* EXERCISE OBJECTIVE
Select every line in the entries below that contains the string "window", and copy each one in full.

Location identification entries
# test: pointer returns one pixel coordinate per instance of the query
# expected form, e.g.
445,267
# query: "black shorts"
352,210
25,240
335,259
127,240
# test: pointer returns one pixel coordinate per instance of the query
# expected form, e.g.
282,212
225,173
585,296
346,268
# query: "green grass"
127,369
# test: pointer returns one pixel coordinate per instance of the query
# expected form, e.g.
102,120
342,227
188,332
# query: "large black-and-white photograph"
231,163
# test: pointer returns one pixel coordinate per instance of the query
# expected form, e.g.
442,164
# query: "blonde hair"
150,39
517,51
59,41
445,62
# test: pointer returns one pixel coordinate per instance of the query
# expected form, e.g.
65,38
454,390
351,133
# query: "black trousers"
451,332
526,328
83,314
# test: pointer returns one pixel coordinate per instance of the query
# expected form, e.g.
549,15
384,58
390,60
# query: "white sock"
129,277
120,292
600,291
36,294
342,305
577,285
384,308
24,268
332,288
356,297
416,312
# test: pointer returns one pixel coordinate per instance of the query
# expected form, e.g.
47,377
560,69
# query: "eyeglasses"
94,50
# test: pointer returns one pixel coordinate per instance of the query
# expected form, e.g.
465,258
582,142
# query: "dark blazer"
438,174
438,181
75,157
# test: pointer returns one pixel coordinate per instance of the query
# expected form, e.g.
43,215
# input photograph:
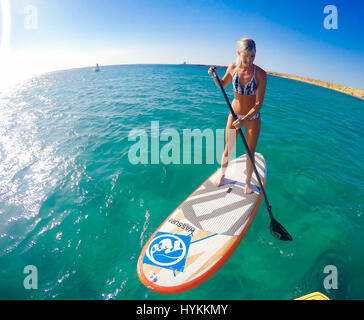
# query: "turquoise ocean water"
73,205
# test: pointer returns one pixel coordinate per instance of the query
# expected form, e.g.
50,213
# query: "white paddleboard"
203,232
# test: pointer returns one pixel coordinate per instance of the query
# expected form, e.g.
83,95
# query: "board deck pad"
202,233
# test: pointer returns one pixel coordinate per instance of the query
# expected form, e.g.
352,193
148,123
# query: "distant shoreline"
337,87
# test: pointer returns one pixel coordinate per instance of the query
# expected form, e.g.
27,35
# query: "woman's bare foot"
248,188
219,180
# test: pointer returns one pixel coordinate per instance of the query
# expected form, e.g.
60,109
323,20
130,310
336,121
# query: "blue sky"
290,35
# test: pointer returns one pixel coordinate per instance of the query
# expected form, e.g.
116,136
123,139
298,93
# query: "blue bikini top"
250,89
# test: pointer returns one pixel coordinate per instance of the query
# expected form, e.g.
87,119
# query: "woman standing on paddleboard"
249,82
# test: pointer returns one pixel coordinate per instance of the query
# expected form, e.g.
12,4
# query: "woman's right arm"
225,81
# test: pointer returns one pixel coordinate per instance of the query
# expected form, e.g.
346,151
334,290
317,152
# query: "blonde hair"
244,44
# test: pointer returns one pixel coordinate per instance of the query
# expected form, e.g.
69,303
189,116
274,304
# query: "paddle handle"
269,207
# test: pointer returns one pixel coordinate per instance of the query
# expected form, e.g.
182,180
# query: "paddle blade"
278,231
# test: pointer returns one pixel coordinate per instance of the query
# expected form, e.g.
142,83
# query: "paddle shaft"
245,143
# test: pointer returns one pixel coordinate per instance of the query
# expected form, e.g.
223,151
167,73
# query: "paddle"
276,229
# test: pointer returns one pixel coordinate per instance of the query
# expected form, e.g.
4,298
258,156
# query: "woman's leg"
252,130
230,138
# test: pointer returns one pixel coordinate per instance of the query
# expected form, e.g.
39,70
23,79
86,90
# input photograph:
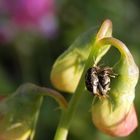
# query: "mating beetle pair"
97,80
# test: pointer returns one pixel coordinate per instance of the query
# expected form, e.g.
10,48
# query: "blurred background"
33,33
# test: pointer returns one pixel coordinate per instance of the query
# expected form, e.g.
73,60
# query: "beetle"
97,80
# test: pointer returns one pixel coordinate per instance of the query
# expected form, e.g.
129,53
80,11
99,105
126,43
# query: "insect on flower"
97,80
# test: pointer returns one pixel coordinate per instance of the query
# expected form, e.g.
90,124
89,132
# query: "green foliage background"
34,62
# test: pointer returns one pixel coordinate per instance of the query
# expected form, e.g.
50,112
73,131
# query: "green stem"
118,44
94,57
63,127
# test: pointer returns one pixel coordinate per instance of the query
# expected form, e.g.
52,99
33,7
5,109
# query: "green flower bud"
116,115
67,69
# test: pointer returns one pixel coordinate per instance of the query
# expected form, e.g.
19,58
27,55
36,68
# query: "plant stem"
62,130
94,57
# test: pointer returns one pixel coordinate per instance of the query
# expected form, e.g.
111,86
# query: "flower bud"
67,69
116,115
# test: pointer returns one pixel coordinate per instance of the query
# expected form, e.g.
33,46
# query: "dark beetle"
97,80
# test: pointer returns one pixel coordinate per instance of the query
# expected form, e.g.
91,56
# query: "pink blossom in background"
31,15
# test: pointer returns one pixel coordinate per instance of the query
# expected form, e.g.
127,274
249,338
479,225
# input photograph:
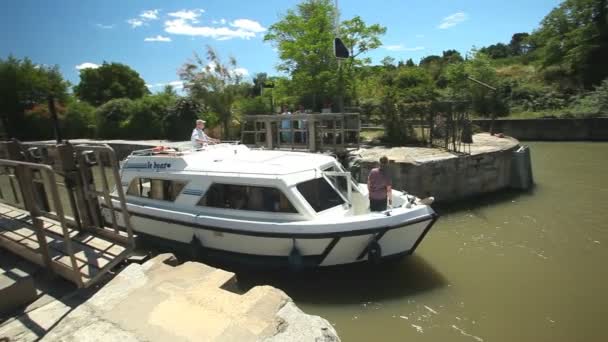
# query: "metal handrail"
35,211
98,149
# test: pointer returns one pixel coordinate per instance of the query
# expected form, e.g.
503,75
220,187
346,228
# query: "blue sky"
156,37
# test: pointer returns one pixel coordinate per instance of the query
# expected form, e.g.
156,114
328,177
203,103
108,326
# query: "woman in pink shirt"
379,186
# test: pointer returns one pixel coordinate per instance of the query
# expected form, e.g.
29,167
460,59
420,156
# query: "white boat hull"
316,249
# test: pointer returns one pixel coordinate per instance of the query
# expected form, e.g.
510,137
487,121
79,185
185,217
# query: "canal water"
510,267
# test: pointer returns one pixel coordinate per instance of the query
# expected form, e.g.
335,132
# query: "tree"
496,51
109,81
574,36
24,84
214,84
304,38
519,44
258,83
111,118
484,101
181,118
359,37
451,56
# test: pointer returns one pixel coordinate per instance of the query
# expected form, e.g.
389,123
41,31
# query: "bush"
145,119
181,118
111,118
253,106
79,120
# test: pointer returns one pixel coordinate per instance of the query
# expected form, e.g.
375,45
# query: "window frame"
331,186
137,182
294,209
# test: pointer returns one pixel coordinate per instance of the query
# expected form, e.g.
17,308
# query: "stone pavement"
482,143
161,301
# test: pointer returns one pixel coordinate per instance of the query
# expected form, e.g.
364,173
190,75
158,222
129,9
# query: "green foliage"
145,119
180,121
253,105
304,38
111,118
23,85
574,36
214,84
109,81
78,120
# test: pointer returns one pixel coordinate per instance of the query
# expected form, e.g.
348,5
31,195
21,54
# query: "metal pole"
55,119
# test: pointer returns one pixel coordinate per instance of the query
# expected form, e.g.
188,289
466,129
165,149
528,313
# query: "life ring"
374,252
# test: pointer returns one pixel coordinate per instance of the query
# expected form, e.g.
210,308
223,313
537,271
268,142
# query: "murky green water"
513,267
508,267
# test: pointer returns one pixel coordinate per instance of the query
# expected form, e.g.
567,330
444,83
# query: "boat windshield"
340,182
320,194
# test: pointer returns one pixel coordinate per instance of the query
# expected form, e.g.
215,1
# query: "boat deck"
94,254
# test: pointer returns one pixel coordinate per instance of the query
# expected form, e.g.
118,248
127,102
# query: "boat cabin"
233,181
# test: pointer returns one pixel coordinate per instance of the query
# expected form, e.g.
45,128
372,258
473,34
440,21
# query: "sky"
156,37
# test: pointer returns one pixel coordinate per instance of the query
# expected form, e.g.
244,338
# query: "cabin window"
244,197
319,194
158,189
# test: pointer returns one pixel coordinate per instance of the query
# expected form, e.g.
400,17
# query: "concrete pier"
442,174
162,301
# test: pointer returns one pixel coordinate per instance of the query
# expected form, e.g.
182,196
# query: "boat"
265,207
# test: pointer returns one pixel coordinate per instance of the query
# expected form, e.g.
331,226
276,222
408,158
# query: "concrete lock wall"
595,129
451,179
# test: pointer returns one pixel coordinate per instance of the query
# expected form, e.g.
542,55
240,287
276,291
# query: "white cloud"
135,22
143,18
241,72
158,38
87,65
149,15
452,20
401,47
191,15
184,21
249,25
175,84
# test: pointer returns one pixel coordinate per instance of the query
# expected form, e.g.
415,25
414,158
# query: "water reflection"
351,284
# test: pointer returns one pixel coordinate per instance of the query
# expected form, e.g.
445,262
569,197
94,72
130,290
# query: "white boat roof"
227,158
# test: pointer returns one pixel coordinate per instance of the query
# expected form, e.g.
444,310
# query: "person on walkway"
199,138
380,186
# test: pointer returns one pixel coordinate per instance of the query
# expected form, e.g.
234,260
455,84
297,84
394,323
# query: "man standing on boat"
199,138
379,186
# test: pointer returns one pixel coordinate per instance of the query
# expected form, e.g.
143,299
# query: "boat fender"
295,259
427,201
196,247
374,252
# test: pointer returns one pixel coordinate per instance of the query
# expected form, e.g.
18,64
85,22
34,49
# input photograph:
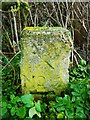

* ANSWER FOR THE TASK
# query: "window frame"
# query: "cabin window"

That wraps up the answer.